According to the article on Winner's EP We, in which versions does the physical release come?
>> start Extract to read
- Digital cover

EP by Winner
- Released: May 15, 2019
- Recorded: 2018–2019
- Genre: Electro house; EDM; dance;
- Length: 20:50
- Label: YG; YGEX;
- Producer: Airplay; Diggy; Kang Uk-jin; Seungyoon;

Winner chronology
| Everyday (2018) | We (2019) | Cross (2019) |

Singles from We
- "Ah Yeah" Released: May 15, 2019;

Music video
- "Ah Yeah" on YouTube

= We (Winner EP) =

We is the second extended play by South Korean boy group Winner, released on May 15, 2019 under the label YG Entertainment. This marks their first extended play release since Exit : E in February 2016. The EP features the lead single "Ah Yeah (아예)".
The physical release comes in four versions: Black, Silver, Blue, and White.
>> end Extract to read
>> start Material
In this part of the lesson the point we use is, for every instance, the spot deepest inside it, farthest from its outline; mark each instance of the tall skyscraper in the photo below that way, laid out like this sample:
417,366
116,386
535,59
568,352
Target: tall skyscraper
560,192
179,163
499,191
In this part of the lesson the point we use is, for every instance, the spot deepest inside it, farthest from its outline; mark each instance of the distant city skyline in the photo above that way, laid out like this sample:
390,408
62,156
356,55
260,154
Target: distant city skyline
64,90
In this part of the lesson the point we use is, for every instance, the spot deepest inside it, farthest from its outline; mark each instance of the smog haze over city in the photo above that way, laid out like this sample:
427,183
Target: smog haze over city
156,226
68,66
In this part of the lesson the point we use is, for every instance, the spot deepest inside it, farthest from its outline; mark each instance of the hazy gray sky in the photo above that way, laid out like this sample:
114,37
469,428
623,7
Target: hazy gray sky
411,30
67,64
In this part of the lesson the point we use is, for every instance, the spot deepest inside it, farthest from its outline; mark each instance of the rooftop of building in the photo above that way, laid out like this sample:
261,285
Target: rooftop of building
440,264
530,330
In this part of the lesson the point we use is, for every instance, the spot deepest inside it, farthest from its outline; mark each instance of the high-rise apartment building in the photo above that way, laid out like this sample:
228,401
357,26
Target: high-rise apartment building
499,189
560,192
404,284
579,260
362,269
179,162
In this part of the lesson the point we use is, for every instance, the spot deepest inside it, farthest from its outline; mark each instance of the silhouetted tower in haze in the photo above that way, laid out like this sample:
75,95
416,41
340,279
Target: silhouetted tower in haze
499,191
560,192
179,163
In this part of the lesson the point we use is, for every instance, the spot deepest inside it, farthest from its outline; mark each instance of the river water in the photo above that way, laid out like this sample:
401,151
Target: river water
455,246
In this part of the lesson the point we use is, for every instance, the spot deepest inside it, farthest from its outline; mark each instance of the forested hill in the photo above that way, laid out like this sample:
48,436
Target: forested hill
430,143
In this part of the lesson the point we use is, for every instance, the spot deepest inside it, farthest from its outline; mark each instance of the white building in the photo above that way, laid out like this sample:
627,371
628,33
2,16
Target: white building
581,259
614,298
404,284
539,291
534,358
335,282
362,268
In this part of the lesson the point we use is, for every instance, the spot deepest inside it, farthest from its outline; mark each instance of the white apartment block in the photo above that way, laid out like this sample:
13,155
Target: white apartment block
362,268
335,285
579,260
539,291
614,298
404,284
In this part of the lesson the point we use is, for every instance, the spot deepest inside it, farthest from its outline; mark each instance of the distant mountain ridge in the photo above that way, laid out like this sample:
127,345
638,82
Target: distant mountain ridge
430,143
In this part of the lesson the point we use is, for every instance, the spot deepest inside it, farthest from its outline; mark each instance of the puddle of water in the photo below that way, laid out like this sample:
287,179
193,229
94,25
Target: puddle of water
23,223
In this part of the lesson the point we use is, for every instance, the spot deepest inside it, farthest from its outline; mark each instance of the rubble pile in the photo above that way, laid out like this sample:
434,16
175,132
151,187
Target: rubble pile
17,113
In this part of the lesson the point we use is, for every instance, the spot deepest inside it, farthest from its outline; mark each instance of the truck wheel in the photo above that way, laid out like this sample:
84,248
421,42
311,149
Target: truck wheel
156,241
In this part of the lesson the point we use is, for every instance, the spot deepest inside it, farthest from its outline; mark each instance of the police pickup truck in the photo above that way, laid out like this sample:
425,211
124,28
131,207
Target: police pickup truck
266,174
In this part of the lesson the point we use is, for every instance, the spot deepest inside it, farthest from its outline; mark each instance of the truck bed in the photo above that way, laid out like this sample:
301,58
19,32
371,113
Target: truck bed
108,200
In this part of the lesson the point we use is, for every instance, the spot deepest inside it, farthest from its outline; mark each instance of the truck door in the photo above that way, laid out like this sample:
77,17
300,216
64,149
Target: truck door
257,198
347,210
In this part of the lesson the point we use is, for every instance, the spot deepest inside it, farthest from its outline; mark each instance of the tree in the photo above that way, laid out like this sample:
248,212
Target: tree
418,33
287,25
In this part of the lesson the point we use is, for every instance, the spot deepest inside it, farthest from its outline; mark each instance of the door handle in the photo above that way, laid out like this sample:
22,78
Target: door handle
>> end Material
▶ **Task response**: Black, Silver, Blue, and White.